- _Exercise brief_
In the tour account, what does the attic space at Thalian Hall house?

- _Reading text_
We’re back in Dixie, and our first stop is Pawleys Island, South Carolina, which seems to be a place mostly devoted to golf. Barely knowing a caddy from a birdie, I feel a fraud. We stay on a swamp-moss-draped resort (a former plantation, which spooks me somewhat) whose rooms have tee-patterned wallpaper and little display cases showing the evolution of the golf ball. Our show takes place under a big tent, with the chirp of crickets accompanying us in the sultry night.
The Paramount Theatre in Goldsboro, North Carolina boasts a fine array of pageant costumes in the its green room (see below). At dawn the next day, the mighty Tom Anderson arrives to chauffeur me on the most fleeting of trips to and from SoJam, to give an hour’s worth of songwriting workshop. I find an ebullient class of 30 students full of ideas, and wish I had several more hours with them. As it is, there’s barely time on the way out to high-five a few friends and vocal heroes including live-looping queen Julia Easterlin, whose family – as chance would have it – will host us for dinner a couple of days later.
Then Wilmington NC, a historic port town on the Cape Fear River. As usual, there’s not really time to explore, though just before the show I sneak a quick walk to and from the riverfront– old, pretty, with the merest glimmer of seediness from the windows of its shops and bars. Across the sunset-pink water sits the enormous USS North Carolina, with a Tom Sawyerish paddle-wheeler rolling by to complete the picture (below).
Thalian Hall, where we are performing, has everything I want from a venue – historic atmosphere, friendly efficiency, techies wearing kilts. Within two minutes of our arrival the staff have anticipated our every question and need; better still, they give us a tour of the attic space that houses one of the world’s only working Thunder Rolls. This arcane 19th-century sound effect is a long wooden trough that slopes from one side of the building to the other and back again, above the proscenium arch. At intervals of a few seconds, you release half a dozen iron cannonballs at the top of the run and they rumble down it as someone else spins a barrel full of dried peas to make rain and, from the stage below, Lear rages at the sky. It’s a contraption Wile E. Coyote himself would be proud of.

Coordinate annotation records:
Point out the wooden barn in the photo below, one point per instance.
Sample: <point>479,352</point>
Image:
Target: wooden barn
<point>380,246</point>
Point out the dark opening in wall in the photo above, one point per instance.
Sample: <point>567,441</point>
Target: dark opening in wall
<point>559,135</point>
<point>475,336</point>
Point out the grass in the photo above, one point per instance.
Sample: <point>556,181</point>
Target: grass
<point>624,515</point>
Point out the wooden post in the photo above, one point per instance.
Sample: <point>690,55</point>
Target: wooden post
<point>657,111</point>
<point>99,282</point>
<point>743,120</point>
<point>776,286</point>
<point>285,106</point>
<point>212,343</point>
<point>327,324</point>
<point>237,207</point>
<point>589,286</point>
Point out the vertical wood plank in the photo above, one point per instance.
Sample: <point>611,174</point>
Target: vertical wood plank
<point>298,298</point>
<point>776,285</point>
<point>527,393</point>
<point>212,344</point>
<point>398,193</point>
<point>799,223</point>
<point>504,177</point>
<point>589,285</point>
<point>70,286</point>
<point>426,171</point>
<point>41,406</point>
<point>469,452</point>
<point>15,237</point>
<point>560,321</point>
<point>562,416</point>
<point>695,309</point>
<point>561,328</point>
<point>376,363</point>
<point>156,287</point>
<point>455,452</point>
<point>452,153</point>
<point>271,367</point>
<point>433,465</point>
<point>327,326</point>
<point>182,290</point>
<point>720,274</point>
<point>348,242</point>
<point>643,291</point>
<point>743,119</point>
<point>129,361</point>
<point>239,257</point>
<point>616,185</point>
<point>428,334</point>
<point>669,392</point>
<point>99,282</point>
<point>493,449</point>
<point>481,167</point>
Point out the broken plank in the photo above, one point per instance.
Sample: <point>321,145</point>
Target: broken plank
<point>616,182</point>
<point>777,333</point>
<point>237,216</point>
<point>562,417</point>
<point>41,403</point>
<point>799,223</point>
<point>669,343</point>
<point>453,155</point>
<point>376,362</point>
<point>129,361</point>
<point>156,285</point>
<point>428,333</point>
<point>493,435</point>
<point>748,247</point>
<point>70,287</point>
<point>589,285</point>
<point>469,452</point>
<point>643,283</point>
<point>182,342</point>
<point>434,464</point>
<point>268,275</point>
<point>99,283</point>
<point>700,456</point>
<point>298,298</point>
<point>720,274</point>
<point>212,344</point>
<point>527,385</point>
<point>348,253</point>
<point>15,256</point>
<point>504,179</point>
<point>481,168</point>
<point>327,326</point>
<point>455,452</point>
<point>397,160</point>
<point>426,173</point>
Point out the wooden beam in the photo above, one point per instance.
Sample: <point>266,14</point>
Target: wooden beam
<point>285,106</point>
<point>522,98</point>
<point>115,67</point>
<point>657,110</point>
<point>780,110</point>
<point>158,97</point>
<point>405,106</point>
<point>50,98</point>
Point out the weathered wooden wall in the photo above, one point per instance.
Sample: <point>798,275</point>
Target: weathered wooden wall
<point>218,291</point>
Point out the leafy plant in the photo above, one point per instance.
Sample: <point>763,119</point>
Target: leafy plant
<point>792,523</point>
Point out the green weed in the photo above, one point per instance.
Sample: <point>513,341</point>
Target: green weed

- _Right answer_
One of the world's only working Thunder Rolls.